═════ Document extract
In a previous blog post, I talked about using OpenTelemetry to gather telemetry data from your production applications. Having this data available can differentiate between a few minutes of trace data analysis and a few hours of debugging.
If you’d like to start instrumenting your applications but want to take it one step at a time, why don’t you start with the tracing
crate? The tracing
crate allows you to collect structured event data from your application, even across thread boundaries. Using it in your code is the first step towards achieving Observability.
Table of contents
What is Observability?
Observability allows you to ask random questions about a system based on its output data. Observability is a superset of monitoring, as it expands its focus beyond metrics and logs. Metrics and logs work well for predefined use cases, where observability expands that horizon to unknown error scenarios using metrics, logs, and trace data.
Why is Observability critical?
In today’s world, most engineering teams are shifting to a micro-service-based architecture. The reasons for that are clear: It’s easier to fix the system when one of 20 services fails instead of a large monolith. It’s analogous to a car’s engine. A car’s engine consists up of several parts. If one of them fails, you only need to replace one or perhaps a few instead of the entire engine.
But how do you know when it’s time to replace the spark plugs or the battery? Today’s cars have many sensors to determine if a part is healthy or not. The onboard computer will let you know if a part needs to be replaced.
The same is true for our modern and cloud-native web applications. Observability helps us in various ways. For one, we learn early on when a service needs attention because it handles too much traffic or fails too often.
══════════
_Things to do_
1. Repeat everything in the observability blog post from "Observability allows you" down to "the entire engine.".
2. According to the observability blog post, what kind of data does the tracing crate let you collect from your application?
3. Pick up the observability blog post after its final sentence and keep writing it.
═════ Data supplied
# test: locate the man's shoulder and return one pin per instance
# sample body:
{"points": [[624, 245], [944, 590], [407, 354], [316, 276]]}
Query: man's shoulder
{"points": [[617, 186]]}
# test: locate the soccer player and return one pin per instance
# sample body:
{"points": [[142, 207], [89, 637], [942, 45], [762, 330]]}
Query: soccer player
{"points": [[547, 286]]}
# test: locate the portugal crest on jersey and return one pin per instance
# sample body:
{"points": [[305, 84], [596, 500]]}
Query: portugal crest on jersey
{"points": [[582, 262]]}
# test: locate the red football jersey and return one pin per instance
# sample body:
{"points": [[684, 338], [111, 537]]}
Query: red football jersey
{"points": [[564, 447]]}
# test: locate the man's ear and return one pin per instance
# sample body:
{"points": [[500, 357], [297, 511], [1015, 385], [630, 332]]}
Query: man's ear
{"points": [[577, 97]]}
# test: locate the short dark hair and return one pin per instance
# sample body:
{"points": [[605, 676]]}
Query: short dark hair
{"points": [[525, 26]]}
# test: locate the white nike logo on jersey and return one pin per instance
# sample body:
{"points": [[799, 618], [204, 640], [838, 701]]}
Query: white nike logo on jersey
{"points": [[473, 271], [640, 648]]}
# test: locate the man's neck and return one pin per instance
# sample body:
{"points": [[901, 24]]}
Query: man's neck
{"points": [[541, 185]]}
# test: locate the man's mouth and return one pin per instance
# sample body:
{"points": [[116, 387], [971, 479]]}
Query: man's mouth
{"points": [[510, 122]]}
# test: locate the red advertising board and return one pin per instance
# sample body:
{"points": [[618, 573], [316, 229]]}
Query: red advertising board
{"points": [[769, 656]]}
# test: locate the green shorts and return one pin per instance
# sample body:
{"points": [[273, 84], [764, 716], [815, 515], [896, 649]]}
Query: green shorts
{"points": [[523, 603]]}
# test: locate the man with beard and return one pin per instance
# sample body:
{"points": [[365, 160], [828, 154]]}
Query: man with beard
══════════
_Task responses_
1.
Observability allows you to ask random questions about a system based on its output data. Observability is a superset of monitoring, as it expands its focus beyond metrics and logs. Metrics and logs work well for predefined use cases, where observability expands that horizon to unknown error scenarios using metrics, logs, and trace data.
Why is Observability critical?
In today’s world, most engineering teams are shifting to a micro-service-based architecture. The reasons for that are clear: It’s easier to fix the system when one of 20 services fails instead of a large monolith. It’s analogous to a car’s engine. A car’s engine consists up of several parts. If one of them fails, you only need to replace one or perhaps a few instead of the entire engine.

2. Structured event data, even across thread boundaries.

3.
On the other hand, we can also troubleshoot unforeseen issues more effectively. Observability allows us to ask questions based on the system’s output data. We don’t need to go in and add additional debug outputs first; deploy and hope the issue comes up again. Instead, we can use that data for troubleshooting because our services are already instrumented and sending telemetry data.
How do I instrument my service?
There are different ways to instrument a specific service. A good starting point would be adding log output to your code, generating structured logs at runtime. Logs are one of the most commonly used data signals for troubleshooting.
Many applications also report metrics. Metrics consist of aggregated data points such as “Number of customers per hour” or “Number of 4xx errors served”.
Last but not least, there are traces. Traces paint a picture of transactions across services boundaries. For instance, during checkout, you see how the API service calls payments, then logistics, and finally notifications service. Traces record these interactions, including meta information such as payloads.
For Rust applications, there are several ways available when it comes to instrumenting your application. Today, we’ll also be using the tracing crate to generate trace data, but in a less intrusive way.
What does the tracing crate do?
The tracing crate is part of Tokio and provides convenient methods to collect telemetry data from within our application through log generation, but also macros that record function parameters.
Getting started with tracing
In your application’s Cargo.toml
, add these two crates:
tracing = "0.1.29"
tracing-subscriber = "0.2.0"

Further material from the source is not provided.